++++ SUPPLIED MATERIAL

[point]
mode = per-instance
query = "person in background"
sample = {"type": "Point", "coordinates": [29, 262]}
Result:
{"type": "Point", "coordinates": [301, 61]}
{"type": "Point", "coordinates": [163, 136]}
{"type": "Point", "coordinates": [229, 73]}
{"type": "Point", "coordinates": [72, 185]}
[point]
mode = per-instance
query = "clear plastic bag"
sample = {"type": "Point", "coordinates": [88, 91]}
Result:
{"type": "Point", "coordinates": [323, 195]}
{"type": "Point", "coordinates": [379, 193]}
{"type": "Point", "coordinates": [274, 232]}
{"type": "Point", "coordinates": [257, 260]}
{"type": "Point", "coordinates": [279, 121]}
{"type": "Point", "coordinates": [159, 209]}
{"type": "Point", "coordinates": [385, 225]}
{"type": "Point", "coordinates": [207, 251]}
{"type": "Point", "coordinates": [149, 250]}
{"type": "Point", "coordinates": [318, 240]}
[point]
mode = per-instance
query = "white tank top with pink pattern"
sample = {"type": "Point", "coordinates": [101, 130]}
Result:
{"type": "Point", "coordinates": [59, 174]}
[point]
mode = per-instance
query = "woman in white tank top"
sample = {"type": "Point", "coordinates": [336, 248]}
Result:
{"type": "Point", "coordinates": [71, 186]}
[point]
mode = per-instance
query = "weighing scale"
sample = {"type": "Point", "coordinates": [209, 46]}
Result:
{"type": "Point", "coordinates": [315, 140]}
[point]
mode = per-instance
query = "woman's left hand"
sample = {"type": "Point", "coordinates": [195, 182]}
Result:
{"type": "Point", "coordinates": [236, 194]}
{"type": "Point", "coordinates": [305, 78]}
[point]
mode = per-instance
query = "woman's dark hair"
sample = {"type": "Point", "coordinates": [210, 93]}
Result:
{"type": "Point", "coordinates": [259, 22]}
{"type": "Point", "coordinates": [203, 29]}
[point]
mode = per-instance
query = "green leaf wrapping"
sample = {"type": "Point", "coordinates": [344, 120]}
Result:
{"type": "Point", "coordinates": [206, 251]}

++++++++

**STATED EXERCISE**
Show, in full, each line of the records above that contains the string "woman".

**EXPECTED OUTPUT**
query = "woman in white tank top"
query = "woman's left hand"
query = "woman's dark hair"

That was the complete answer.